Saved entries:
_ _ _ _
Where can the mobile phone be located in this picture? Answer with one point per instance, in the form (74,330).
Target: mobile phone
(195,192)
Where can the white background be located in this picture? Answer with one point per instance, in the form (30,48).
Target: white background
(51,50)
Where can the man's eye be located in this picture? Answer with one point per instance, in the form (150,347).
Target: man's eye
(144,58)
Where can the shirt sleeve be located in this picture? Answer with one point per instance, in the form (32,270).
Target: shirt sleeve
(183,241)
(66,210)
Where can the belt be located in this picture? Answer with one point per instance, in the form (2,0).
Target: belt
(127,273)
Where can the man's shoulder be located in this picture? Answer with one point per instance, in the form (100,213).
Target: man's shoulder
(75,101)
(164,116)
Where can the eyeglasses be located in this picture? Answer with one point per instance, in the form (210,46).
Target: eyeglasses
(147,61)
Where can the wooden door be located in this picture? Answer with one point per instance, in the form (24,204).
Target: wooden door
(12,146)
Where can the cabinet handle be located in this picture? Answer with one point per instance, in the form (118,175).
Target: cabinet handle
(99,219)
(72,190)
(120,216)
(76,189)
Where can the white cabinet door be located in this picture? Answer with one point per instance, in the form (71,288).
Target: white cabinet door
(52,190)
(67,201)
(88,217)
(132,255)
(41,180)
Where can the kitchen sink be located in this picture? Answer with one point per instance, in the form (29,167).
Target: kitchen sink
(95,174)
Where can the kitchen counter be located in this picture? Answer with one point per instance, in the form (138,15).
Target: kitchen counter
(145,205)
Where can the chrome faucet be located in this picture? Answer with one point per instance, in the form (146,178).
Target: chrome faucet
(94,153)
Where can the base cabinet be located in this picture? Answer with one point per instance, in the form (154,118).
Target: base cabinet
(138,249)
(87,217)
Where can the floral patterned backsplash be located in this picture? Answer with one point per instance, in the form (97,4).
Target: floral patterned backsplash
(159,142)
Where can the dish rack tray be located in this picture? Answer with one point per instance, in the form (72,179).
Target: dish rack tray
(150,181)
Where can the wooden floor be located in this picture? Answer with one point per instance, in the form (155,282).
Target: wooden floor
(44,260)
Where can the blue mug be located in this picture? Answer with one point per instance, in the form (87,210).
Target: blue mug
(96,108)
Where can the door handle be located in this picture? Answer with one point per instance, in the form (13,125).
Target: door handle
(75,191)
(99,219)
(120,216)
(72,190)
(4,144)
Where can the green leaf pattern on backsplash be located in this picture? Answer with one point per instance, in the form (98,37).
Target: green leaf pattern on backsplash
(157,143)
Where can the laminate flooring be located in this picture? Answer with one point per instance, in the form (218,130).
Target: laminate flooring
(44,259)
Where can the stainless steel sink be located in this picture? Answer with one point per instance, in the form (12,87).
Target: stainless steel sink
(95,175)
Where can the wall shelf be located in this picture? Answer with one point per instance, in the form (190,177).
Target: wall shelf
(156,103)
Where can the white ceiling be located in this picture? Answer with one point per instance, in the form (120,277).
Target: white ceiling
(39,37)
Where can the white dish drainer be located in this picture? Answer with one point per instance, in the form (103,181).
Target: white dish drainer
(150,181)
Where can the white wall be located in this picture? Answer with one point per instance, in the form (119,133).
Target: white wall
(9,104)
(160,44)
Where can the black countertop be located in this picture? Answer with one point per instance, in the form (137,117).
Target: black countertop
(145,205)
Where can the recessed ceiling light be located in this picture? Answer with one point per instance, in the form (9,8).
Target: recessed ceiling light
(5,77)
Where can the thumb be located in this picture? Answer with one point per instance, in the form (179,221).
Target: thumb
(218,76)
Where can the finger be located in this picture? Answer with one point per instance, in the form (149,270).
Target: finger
_ _ _ _
What you will do:
Only the lines with "finger" are needed; find them in the records and copy each one.

Problem solution:
Where can the finger be located in this picture? Answer with one point per instance, in the form (149,270).
Target: finger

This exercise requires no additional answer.